Record list
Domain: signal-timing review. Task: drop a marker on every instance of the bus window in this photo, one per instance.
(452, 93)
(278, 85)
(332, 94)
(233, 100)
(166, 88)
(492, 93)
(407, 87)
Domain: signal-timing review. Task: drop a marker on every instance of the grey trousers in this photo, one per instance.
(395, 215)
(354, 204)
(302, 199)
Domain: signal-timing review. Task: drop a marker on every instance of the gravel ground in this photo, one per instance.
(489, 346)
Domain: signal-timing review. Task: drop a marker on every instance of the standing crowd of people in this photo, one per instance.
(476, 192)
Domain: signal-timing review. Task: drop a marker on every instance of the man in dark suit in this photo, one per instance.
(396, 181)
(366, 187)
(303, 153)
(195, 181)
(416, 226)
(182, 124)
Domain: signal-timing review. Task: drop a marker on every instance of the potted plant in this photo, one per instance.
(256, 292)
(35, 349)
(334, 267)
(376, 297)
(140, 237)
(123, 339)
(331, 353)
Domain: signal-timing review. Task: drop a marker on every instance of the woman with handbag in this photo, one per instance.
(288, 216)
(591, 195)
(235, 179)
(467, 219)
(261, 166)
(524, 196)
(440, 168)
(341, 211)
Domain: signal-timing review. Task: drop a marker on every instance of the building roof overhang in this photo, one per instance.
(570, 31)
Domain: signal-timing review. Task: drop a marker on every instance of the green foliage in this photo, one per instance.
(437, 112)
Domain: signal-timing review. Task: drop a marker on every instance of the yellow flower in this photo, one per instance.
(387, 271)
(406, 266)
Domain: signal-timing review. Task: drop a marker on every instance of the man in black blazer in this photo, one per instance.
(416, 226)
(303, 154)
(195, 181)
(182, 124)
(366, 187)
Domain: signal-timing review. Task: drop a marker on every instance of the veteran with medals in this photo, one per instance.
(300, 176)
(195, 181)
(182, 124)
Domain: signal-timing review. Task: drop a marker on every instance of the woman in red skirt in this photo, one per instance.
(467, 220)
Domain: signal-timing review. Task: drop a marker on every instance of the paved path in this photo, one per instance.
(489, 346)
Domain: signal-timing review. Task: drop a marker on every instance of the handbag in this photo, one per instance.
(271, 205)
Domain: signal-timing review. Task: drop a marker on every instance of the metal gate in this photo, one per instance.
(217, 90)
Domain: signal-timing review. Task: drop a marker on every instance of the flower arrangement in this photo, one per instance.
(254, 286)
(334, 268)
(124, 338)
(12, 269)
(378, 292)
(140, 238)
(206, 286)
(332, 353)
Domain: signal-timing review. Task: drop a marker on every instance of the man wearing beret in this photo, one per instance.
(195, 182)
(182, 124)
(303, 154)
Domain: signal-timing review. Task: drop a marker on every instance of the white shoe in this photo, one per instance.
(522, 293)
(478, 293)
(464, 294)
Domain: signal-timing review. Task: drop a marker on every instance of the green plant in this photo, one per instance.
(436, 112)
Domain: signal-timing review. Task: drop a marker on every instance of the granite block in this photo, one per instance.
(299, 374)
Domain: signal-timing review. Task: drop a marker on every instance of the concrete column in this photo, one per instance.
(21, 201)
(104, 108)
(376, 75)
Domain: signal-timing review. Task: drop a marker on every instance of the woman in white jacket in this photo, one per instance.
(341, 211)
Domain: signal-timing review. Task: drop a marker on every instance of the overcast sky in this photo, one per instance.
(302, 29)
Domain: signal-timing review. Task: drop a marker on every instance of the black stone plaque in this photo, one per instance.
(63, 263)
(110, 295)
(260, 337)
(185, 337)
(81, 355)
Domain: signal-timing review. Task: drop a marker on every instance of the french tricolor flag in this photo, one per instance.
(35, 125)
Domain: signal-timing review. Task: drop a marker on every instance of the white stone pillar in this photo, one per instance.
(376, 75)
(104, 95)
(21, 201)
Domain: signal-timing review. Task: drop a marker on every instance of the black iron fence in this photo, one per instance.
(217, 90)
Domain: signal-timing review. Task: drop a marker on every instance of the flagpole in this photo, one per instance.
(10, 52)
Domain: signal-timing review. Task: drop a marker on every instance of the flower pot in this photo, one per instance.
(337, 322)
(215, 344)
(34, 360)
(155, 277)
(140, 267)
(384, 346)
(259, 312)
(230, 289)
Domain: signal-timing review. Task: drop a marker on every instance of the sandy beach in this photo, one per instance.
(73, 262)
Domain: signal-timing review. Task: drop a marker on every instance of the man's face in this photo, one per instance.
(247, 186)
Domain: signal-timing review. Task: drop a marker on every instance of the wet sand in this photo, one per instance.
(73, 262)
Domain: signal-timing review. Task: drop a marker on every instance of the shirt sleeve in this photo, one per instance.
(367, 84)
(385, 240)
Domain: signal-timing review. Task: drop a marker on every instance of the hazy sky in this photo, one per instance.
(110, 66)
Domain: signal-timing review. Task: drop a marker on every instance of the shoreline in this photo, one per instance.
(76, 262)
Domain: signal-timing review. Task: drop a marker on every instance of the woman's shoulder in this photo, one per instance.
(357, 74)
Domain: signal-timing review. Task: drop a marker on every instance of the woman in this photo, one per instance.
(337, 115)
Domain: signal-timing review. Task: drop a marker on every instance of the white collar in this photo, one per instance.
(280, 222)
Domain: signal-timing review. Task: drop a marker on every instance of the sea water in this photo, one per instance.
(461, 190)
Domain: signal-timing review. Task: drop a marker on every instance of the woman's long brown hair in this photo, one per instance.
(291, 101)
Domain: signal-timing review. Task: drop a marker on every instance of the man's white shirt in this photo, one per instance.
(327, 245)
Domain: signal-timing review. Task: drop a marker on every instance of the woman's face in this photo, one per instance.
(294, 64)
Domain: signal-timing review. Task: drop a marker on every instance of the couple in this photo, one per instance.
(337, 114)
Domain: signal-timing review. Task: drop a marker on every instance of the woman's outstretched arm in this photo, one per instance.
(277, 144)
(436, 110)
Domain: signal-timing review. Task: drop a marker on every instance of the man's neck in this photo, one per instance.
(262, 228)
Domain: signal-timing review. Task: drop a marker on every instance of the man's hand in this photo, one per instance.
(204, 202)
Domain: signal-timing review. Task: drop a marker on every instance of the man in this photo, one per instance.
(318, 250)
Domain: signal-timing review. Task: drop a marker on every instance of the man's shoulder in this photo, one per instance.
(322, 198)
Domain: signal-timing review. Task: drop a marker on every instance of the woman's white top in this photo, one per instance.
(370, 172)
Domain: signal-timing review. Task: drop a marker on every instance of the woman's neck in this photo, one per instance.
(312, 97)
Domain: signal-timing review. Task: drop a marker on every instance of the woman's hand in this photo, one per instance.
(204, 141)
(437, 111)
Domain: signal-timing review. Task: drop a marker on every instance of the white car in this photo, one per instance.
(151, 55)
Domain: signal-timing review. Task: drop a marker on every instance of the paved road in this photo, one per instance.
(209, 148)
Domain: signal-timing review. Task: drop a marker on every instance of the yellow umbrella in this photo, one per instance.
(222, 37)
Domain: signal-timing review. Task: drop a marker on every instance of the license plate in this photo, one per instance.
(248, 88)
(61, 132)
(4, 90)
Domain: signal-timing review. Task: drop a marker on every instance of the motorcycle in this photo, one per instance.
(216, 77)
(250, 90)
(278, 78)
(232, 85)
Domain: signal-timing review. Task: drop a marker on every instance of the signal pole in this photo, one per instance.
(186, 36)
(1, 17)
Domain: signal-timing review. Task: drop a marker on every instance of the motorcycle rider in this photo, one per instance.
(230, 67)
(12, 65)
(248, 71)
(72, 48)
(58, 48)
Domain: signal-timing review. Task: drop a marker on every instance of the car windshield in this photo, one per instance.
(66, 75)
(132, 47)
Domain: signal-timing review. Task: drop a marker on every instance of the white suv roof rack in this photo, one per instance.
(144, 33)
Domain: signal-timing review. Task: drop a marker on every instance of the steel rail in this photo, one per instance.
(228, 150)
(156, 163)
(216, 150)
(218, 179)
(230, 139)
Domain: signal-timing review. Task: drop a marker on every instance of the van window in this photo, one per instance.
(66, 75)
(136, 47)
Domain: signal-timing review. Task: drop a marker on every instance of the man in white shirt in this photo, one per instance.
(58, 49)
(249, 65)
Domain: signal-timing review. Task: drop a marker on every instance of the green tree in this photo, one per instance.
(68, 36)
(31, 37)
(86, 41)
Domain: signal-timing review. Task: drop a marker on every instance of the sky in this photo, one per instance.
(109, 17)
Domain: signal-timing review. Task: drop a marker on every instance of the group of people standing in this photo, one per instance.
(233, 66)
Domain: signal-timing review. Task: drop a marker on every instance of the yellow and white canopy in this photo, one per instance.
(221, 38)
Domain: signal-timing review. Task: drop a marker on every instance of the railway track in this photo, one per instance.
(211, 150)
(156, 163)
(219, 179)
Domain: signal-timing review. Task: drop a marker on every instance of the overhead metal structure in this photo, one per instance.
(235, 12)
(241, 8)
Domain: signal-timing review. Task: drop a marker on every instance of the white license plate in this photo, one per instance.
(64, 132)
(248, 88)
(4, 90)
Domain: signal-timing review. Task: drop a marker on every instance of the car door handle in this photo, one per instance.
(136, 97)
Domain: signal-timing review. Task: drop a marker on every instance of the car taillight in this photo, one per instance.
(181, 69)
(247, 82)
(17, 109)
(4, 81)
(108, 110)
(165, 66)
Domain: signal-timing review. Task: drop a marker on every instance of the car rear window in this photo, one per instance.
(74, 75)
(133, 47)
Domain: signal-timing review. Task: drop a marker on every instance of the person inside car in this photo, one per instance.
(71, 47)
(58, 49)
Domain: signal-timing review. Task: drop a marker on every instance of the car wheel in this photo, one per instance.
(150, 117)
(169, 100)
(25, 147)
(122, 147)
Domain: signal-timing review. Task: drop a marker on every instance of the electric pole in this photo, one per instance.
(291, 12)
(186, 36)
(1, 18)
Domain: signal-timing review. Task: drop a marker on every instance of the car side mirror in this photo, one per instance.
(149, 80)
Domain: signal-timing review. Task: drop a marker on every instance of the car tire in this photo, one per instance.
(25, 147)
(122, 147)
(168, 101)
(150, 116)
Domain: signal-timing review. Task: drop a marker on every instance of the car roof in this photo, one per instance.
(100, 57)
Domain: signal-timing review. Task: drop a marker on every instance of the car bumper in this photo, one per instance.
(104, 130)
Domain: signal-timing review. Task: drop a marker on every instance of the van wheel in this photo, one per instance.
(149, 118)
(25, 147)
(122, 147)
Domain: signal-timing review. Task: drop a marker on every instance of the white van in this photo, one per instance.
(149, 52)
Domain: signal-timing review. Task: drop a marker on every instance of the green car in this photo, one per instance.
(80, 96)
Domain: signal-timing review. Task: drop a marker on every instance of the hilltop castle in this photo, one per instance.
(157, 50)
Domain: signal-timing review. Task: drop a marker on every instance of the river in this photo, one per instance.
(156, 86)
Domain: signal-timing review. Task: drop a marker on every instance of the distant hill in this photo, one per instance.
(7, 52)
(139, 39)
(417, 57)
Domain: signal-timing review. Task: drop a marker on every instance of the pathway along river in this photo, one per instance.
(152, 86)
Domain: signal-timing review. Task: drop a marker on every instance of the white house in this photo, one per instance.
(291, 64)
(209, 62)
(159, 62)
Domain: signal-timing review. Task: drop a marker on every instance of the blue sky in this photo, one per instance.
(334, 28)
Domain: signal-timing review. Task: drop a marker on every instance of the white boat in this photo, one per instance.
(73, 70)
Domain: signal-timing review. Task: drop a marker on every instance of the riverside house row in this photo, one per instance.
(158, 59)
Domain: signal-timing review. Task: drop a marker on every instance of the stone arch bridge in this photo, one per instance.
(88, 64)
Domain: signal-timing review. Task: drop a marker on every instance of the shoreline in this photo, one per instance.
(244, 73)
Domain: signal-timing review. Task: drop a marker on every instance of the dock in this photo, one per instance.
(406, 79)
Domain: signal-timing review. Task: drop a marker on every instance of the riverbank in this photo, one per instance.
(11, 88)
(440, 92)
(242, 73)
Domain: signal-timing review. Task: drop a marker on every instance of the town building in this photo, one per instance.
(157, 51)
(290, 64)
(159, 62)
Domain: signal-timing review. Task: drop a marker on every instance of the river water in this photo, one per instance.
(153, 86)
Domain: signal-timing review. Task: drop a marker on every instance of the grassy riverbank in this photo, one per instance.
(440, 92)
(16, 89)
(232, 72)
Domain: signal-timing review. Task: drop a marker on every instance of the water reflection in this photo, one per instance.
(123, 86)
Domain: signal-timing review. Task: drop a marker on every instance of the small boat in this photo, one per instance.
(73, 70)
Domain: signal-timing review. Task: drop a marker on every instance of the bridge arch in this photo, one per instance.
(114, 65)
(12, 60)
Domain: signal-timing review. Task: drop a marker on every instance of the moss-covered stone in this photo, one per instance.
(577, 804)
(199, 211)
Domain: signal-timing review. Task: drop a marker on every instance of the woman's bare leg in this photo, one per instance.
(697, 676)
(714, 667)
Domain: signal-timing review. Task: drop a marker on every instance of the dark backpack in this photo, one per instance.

To be done
Return exactly the lines from the line bearing "blue sky in this photo, one per instance." to the end of the records, inclusive of both; include no other lines.

Final result
Domain: signal-timing review. Task: drop a marker on every instance of the blue sky in this photo, one per instance.
(334, 28)
Domain: signal-timing review. Task: drop a marker on every instance of the white boat in this photo, one per instance.
(73, 70)
Domain: signal-timing review. Task: drop a marker on every instance of the riverside house row in this photo, one per instance.
(158, 59)
Domain: signal-timing review. Task: drop a marker on every instance of the stone arch bridge in this photo, one per instance.
(88, 64)
Domain: signal-timing review. Task: drop a marker on every instance of the shoreline in this photo, one per instance.
(244, 73)
Domain: signal-timing review. Task: drop a marker on every instance of the dock in this photo, one per instance.
(406, 79)
Domain: signal-timing review. Task: drop a marker on every instance of the riverbank in this photo, one per instance.
(11, 88)
(440, 92)
(242, 73)
Domain: signal-timing review. Task: drop a marker on every instance of the town building in this photo, one per instance.
(157, 51)
(290, 64)
(159, 62)
Domain: signal-timing review. Task: drop a marker on every instance of the river water in this photo, one per instance.
(153, 86)
Domain: signal-timing review. Task: drop a marker on every instance of the grassy riverbank in this photo, one per instance.
(440, 92)
(16, 89)
(232, 72)
Domain: signal-timing review. Task: drop a marker on every instance of the water reflection in this photo, one per instance.
(123, 86)
Domain: signal-timing review. Task: drop a marker on every instance of the small boat in this photo, one per instance.
(73, 70)
Domain: signal-timing review. Task: drop a marker on every instance of the bridge arch in this photo, one per instance.
(114, 65)
(12, 60)
Domain: signal-timing review. Task: drop a marker on every instance of the moss-covered stone in this photo, one per instance.
(577, 804)
(199, 211)
Domain: signal-timing review. Task: drop a marker on every instance of the woman's bare leg in this photo, one per instance.
(697, 676)
(714, 667)
Domain: signal-timing review. Task: drop a marker on every instance of the dark backpack in this photo, one per instance.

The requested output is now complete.